EXERCISE GOAL: Copy out all of the material below, replacing "coaching staff" with "analytics team" wherever it appears and leaving everything else unchanged.

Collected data
* START *
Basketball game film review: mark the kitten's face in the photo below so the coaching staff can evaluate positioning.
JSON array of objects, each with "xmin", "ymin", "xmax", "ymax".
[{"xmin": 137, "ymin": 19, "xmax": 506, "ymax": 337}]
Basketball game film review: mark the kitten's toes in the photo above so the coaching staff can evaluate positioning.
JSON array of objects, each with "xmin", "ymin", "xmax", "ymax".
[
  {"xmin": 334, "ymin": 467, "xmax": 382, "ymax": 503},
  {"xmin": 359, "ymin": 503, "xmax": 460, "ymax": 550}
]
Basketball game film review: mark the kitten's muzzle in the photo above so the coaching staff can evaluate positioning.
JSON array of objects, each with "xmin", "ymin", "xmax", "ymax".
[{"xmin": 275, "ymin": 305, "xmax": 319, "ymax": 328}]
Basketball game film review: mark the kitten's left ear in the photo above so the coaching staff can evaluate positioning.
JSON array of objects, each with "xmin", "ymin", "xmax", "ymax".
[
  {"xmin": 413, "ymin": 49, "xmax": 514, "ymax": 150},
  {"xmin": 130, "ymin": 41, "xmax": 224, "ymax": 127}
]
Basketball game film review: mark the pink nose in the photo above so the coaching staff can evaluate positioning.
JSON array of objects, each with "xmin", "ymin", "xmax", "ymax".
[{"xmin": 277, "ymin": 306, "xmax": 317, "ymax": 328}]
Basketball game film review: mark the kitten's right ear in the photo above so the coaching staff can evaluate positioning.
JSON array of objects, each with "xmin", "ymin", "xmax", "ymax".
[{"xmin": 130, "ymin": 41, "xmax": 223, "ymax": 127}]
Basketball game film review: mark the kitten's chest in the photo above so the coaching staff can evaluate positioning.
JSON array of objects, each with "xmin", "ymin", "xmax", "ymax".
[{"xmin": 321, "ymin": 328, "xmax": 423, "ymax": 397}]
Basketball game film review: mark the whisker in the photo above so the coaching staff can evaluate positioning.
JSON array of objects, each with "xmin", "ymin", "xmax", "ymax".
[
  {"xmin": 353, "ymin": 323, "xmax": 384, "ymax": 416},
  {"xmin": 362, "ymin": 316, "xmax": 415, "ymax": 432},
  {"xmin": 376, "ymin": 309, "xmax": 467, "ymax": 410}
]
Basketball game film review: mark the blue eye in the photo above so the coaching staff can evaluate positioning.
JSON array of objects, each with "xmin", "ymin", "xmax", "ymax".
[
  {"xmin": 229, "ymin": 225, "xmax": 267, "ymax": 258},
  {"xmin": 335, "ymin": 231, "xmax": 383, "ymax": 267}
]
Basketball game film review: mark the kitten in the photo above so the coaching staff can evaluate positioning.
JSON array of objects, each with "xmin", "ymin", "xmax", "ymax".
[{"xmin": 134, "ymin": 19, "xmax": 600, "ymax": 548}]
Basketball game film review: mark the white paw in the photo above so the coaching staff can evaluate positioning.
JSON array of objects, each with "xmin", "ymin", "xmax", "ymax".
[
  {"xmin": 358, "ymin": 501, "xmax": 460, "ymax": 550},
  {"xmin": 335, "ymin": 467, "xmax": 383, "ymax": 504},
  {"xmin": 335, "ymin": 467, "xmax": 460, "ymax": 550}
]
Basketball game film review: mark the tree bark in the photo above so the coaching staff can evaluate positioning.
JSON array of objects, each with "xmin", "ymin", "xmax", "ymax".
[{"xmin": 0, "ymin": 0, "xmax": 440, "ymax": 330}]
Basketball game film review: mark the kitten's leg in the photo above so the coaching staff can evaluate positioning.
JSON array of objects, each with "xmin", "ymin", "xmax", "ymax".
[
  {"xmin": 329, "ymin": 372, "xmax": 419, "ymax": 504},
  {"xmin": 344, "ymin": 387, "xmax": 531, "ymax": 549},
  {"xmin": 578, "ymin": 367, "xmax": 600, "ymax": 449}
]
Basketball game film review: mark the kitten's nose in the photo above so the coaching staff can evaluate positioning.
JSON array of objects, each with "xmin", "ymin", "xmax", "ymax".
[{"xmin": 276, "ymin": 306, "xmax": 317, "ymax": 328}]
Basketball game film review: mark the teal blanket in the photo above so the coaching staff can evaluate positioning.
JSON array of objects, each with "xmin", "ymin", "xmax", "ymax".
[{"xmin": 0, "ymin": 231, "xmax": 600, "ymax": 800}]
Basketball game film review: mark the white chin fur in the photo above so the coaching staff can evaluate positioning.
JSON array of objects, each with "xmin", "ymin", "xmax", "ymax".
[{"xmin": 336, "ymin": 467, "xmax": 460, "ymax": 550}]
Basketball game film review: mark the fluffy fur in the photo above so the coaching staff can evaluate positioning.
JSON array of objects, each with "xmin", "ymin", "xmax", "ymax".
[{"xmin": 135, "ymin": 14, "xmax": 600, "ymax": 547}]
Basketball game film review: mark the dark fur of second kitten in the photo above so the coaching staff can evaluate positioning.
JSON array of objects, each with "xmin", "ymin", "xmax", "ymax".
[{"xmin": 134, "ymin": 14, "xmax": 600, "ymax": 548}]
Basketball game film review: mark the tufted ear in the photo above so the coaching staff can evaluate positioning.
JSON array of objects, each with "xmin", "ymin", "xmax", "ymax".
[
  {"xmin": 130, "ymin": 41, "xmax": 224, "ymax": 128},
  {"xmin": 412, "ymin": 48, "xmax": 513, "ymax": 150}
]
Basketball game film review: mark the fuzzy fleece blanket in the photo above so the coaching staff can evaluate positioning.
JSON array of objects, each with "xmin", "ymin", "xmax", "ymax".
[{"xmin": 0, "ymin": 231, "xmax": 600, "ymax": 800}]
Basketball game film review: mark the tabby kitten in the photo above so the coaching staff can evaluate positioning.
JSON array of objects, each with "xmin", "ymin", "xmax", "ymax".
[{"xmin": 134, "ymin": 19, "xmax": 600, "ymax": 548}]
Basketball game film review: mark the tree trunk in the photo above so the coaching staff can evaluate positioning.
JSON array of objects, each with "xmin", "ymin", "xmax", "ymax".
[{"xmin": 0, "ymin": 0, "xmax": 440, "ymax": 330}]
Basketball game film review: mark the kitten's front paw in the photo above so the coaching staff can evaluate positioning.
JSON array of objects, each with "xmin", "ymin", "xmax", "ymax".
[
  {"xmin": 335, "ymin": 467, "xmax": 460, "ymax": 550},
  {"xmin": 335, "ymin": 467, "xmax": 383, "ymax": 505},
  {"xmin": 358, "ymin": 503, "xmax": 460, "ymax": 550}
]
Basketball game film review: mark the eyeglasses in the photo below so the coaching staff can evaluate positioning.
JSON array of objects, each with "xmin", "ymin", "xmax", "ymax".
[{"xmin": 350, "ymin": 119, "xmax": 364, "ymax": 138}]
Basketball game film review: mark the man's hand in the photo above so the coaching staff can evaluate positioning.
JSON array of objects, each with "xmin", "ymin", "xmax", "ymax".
* END *
ANSWER IN FULL:
Basketball game film review: mark the kitten's face in the photo below so the analytics team can evaluate positioning.
JSON array of objects, each with "xmin", "ymin", "xmax", "ymax".
[{"xmin": 137, "ymin": 19, "xmax": 506, "ymax": 337}]
Basketball game film review: mark the kitten's toes in the photo above so the analytics team can evaluate positioning.
JSON array of objects, each with "xmin", "ymin", "xmax", "ymax".
[
  {"xmin": 334, "ymin": 467, "xmax": 382, "ymax": 503},
  {"xmin": 359, "ymin": 503, "xmax": 460, "ymax": 550}
]
Basketball game film review: mark the kitten's muzzle in the photo above so the analytics team can evaluate positioning.
JSON array of objects, each with "xmin", "ymin", "xmax", "ymax".
[{"xmin": 275, "ymin": 305, "xmax": 319, "ymax": 328}]
Basketball game film review: mark the kitten's left ear in the photo above so the analytics team can evaluate positioning.
JSON array of objects, each with "xmin", "ymin", "xmax", "ymax".
[
  {"xmin": 413, "ymin": 49, "xmax": 514, "ymax": 150},
  {"xmin": 130, "ymin": 41, "xmax": 224, "ymax": 127}
]
Basketball game film review: mark the pink nose in the photo above so the analytics team can evaluate positioning.
JSON array of objects, each with "xmin", "ymin", "xmax", "ymax".
[{"xmin": 277, "ymin": 306, "xmax": 317, "ymax": 328}]
Basketball game film review: mark the kitten's right ear in the photo above so the analytics team can evaluate positioning.
JSON array of objects, each with "xmin", "ymin", "xmax", "ymax".
[{"xmin": 130, "ymin": 41, "xmax": 223, "ymax": 127}]
Basketball game film review: mark the kitten's chest in the photo above so the analytics team can evaluate positioning.
JSON array of objects, each with "xmin", "ymin", "xmax", "ymax".
[{"xmin": 321, "ymin": 328, "xmax": 423, "ymax": 397}]
Basketball game film review: mark the whisker in the photo above so the analytics team can evaluate positioning.
JSON array of objects, each with "xmin", "ymin", "xmax", "ymax".
[
  {"xmin": 353, "ymin": 323, "xmax": 384, "ymax": 416},
  {"xmin": 362, "ymin": 316, "xmax": 415, "ymax": 432},
  {"xmin": 376, "ymin": 309, "xmax": 467, "ymax": 410}
]
Basketball game film review: mark the blue eye in the photo above so the analytics team can evaluate positioning.
JSON array of objects, each with "xmin", "ymin", "xmax", "ymax".
[
  {"xmin": 229, "ymin": 225, "xmax": 267, "ymax": 258},
  {"xmin": 335, "ymin": 231, "xmax": 383, "ymax": 267}
]
Basketball game film review: mark the kitten in the photo above so the analytics team can evaluate positioning.
JSON array of objects, each with "xmin", "ymin", "xmax", "ymax".
[{"xmin": 134, "ymin": 19, "xmax": 600, "ymax": 548}]
Basketball game film review: mark the white paw in the photo above so the analytics team can evaluate positioning.
JSON array of objects, each with "xmin", "ymin", "xmax", "ymax".
[
  {"xmin": 358, "ymin": 501, "xmax": 460, "ymax": 550},
  {"xmin": 335, "ymin": 467, "xmax": 383, "ymax": 504},
  {"xmin": 335, "ymin": 467, "xmax": 460, "ymax": 550}
]
Basketball game film review: mark the tree bark in the photo above so the analytics team can evaluate positioning.
JSON array of objects, each with "xmin", "ymin", "xmax", "ymax".
[{"xmin": 0, "ymin": 0, "xmax": 440, "ymax": 330}]
Basketball game film review: mark the kitten's leg in the photo above so the analytics team can evaluate positioning.
JSON array of objects, each with "xmin", "ymin", "xmax", "ymax".
[
  {"xmin": 329, "ymin": 372, "xmax": 419, "ymax": 504},
  {"xmin": 344, "ymin": 387, "xmax": 531, "ymax": 549},
  {"xmin": 578, "ymin": 367, "xmax": 600, "ymax": 449}
]
Basketball game film review: mark the kitten's nose in the photo above so the analytics team can evaluate positioning.
JSON array of objects, each with "xmin", "ymin", "xmax", "ymax".
[{"xmin": 276, "ymin": 306, "xmax": 317, "ymax": 328}]
Basketball game film review: mark the teal blanket in the photo above so the analytics team can evaluate positioning.
JSON array of objects, each with "xmin", "ymin", "xmax", "ymax".
[{"xmin": 0, "ymin": 231, "xmax": 600, "ymax": 800}]
Basketball game film review: mark the white chin fur in the photo above so the analytics team can evaluate positioning.
JSON array of objects, each with "xmin", "ymin", "xmax", "ymax".
[{"xmin": 336, "ymin": 467, "xmax": 460, "ymax": 550}]
Basketball game film review: mark the fluffy fur in the photo above so the analytics team can evaluate positioning.
JSON array of objects, each with "xmin", "ymin", "xmax", "ymax".
[{"xmin": 135, "ymin": 14, "xmax": 600, "ymax": 547}]
Basketball game film review: mark the dark fur of second kitten in the photo above so the analytics team can evaluate positioning.
JSON array of objects, each with "xmin", "ymin", "xmax", "ymax".
[{"xmin": 134, "ymin": 14, "xmax": 600, "ymax": 548}]
Basketball game film review: mark the tufted ear in the photo above so the analytics team can evaluate positioning.
JSON array of objects, each with "xmin", "ymin", "xmax", "ymax".
[
  {"xmin": 130, "ymin": 41, "xmax": 224, "ymax": 128},
  {"xmin": 412, "ymin": 48, "xmax": 513, "ymax": 150}
]
Basketball game film review: mark the fuzzy fleece blanket in the photo above so the analytics team can evaluate positioning.
JSON array of objects, each with "xmin", "ymin", "xmax", "ymax".
[{"xmin": 0, "ymin": 231, "xmax": 600, "ymax": 800}]
Basketball game film review: mark the tabby kitten in the photo above so the analytics team can evaluate positioning.
JSON array of objects, each with "xmin", "ymin", "xmax", "ymax".
[{"xmin": 134, "ymin": 19, "xmax": 600, "ymax": 548}]
Basketball game film review: mark the tree trunk in the photo above so the analytics team can evaluate positioning.
JSON array of objects, each with "xmin", "ymin", "xmax", "ymax".
[{"xmin": 0, "ymin": 0, "xmax": 440, "ymax": 330}]
Basketball game film review: mark the kitten's front paw in the photo above so the analytics team can evaluate positioning.
JSON array of objects, each with "xmin", "ymin", "xmax", "ymax".
[
  {"xmin": 335, "ymin": 467, "xmax": 460, "ymax": 550},
  {"xmin": 335, "ymin": 467, "xmax": 383, "ymax": 505},
  {"xmin": 358, "ymin": 503, "xmax": 460, "ymax": 550}
]
Basketball game film review: mark the eyeglasses in the photo below so the analytics team can evaluate positioning.
JSON array of objects, each with "xmin", "ymin", "xmax", "ymax".
[{"xmin": 350, "ymin": 119, "xmax": 364, "ymax": 138}]
Basketball game film review: mark the man's hand in the photo above so the analytics team can evaluate positioning.
JSON array of objects, each with "xmin", "ymin", "xmax", "ymax".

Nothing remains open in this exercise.